TASK -> Reproduce each line of the entries that carries "facade".

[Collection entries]
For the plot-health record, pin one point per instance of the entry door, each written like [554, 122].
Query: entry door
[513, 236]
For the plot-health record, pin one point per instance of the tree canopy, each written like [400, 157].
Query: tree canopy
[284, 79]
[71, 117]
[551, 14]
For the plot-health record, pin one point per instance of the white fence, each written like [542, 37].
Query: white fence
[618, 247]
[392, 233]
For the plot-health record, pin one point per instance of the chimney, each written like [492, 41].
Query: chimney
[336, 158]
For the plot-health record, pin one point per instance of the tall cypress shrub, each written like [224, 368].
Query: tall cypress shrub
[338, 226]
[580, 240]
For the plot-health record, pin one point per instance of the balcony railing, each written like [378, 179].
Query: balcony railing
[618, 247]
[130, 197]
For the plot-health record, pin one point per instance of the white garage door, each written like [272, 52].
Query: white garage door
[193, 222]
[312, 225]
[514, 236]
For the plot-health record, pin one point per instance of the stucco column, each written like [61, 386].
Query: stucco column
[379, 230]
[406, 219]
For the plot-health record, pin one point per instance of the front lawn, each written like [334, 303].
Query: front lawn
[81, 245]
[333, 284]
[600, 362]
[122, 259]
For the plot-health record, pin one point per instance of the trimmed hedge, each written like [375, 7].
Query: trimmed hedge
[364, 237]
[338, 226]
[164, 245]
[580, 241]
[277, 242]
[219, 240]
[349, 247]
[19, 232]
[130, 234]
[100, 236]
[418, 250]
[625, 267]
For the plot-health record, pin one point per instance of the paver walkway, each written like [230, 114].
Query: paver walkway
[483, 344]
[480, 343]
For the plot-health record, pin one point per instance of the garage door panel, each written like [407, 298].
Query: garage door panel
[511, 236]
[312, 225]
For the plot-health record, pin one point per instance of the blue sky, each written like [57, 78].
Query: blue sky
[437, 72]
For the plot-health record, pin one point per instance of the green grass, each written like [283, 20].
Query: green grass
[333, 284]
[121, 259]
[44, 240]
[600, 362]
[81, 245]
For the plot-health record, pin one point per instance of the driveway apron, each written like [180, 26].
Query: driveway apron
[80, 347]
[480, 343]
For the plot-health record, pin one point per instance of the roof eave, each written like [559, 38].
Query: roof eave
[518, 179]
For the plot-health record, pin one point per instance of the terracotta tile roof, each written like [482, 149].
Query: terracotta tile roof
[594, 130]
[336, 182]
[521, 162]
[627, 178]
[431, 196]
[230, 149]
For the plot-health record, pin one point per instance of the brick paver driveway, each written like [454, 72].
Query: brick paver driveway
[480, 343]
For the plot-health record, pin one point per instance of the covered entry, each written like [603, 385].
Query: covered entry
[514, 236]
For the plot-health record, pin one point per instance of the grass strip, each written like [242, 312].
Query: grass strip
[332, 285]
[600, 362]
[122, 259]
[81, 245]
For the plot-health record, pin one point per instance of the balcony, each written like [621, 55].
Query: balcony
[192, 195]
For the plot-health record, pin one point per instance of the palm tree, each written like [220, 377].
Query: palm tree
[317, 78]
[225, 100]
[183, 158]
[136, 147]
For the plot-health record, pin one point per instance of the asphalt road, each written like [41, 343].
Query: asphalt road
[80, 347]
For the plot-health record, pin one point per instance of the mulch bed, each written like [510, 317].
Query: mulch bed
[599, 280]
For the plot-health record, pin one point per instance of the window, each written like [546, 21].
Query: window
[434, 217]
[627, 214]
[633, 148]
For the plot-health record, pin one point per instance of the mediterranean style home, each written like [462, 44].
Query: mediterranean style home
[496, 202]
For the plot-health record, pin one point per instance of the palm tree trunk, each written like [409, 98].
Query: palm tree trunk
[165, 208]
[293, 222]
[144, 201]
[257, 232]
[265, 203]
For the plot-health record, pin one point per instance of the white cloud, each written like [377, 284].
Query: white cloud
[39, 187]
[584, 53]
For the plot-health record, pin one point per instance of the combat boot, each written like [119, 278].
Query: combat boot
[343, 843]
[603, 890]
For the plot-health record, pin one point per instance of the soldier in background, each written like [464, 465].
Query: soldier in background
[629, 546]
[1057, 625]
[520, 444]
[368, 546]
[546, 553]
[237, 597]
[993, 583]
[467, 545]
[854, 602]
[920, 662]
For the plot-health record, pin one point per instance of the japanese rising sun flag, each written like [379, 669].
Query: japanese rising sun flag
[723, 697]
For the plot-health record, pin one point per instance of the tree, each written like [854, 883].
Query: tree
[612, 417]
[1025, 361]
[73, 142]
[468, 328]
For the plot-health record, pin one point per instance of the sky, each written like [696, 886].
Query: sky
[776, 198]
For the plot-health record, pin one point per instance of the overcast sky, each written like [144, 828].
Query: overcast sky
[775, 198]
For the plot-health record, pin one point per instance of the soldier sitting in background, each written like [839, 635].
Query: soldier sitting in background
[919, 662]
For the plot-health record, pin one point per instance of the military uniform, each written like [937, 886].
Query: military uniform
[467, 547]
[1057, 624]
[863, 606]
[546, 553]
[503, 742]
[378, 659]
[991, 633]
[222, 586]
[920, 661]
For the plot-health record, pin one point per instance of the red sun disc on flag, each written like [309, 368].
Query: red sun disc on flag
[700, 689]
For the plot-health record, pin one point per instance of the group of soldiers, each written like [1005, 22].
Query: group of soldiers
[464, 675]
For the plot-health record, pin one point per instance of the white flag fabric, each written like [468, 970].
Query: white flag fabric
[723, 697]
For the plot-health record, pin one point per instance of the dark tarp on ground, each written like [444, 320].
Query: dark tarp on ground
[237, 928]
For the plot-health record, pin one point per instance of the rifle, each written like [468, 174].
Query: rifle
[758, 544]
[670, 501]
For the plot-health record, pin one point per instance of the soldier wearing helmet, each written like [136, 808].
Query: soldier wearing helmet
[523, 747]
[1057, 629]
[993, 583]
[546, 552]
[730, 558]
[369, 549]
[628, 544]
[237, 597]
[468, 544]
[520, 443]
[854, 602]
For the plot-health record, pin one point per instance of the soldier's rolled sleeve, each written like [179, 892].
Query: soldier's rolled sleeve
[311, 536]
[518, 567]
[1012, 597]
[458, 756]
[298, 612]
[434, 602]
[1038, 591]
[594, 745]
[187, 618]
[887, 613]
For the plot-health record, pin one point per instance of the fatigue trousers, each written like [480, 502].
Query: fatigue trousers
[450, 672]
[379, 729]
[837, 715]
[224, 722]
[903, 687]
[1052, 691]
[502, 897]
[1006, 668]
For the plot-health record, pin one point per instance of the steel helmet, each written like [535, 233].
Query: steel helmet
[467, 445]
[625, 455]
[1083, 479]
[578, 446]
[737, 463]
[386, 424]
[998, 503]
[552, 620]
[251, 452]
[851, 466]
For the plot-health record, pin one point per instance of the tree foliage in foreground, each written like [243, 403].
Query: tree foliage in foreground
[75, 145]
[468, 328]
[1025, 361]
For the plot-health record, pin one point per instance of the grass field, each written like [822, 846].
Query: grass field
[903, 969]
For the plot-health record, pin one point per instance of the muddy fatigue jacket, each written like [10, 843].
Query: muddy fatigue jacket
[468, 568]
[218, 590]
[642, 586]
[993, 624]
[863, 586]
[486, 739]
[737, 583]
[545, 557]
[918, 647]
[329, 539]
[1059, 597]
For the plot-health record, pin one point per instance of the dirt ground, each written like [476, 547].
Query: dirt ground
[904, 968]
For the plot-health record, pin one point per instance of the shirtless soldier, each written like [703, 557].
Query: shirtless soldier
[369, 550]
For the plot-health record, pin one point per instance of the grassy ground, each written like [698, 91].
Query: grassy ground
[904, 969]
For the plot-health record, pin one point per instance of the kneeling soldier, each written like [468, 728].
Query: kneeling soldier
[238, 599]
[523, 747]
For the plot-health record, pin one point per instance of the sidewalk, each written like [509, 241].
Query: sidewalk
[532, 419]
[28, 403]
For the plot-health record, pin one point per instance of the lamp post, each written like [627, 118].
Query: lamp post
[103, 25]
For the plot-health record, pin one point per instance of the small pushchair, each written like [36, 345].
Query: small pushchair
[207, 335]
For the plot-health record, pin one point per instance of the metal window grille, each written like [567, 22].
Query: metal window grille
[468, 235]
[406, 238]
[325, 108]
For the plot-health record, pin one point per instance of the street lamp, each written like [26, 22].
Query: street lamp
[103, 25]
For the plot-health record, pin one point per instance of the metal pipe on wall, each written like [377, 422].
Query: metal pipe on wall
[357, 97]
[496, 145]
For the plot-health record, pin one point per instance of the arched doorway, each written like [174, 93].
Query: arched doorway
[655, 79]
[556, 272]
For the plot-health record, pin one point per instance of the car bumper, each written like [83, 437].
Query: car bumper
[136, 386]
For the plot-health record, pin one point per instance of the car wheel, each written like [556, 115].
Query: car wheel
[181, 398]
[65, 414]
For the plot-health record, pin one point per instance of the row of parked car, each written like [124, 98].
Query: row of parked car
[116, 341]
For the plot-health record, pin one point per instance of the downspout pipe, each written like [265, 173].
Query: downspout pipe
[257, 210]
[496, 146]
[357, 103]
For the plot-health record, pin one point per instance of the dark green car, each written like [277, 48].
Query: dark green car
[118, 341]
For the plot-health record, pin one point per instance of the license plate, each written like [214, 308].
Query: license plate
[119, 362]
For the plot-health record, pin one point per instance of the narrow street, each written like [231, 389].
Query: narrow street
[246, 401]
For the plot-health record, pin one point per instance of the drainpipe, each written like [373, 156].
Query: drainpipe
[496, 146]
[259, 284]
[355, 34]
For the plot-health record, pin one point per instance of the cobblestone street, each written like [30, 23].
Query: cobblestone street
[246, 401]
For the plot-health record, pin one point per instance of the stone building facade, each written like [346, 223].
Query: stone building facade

EXERCISE SOLUTION ->
For the plot-health record, pin one point per instance of the stone building facade, each written like [346, 223].
Query: stone building facade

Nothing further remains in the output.